→ Given request:
Write down each of the following lines again, word for word and without any changes.

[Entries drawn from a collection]

^^^^^^^^

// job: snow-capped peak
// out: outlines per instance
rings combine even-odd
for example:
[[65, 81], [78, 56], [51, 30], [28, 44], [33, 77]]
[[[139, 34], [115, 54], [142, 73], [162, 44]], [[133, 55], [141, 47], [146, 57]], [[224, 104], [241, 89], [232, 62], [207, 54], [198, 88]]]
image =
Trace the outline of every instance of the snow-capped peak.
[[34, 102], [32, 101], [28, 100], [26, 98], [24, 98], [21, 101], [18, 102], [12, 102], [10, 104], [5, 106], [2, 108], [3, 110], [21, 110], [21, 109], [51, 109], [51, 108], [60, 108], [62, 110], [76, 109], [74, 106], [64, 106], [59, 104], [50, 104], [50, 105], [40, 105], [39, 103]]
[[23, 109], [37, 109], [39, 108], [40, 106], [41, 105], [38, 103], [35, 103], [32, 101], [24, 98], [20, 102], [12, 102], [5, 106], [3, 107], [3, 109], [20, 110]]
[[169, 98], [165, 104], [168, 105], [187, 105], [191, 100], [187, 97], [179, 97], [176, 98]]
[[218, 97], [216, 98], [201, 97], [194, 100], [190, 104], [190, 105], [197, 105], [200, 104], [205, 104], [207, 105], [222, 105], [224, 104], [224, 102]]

^^^^^^^^

→ Exercise result:
// job: snow-capped peak
// out: outlines per instance
rings combine even-odd
for example:
[[65, 81], [78, 56], [51, 30], [28, 44], [33, 77]]
[[[139, 34], [115, 54], [142, 73], [162, 44]], [[133, 55], [141, 47], [146, 57]], [[224, 104], [241, 89], [232, 62], [207, 54], [198, 88]]]
image =
Trace the outline of every instance of the snow-capped peak.
[[34, 102], [32, 101], [28, 100], [26, 98], [24, 98], [21, 101], [18, 102], [12, 102], [10, 104], [5, 106], [2, 108], [3, 110], [21, 110], [21, 109], [51, 109], [51, 108], [60, 108], [62, 110], [76, 109], [74, 106], [64, 106], [59, 104], [50, 104], [50, 105], [40, 105], [39, 103]]
[[23, 109], [37, 109], [39, 108], [40, 106], [41, 105], [38, 103], [35, 103], [32, 101], [24, 98], [20, 102], [12, 102], [5, 106], [3, 107], [3, 109], [20, 110]]
[[169, 98], [165, 104], [168, 105], [187, 105], [191, 100], [187, 97], [179, 97], [176, 98]]
[[218, 97], [216, 98], [201, 97], [194, 100], [190, 104], [190, 105], [197, 105], [200, 104], [205, 104], [207, 105], [222, 105], [224, 104], [224, 102]]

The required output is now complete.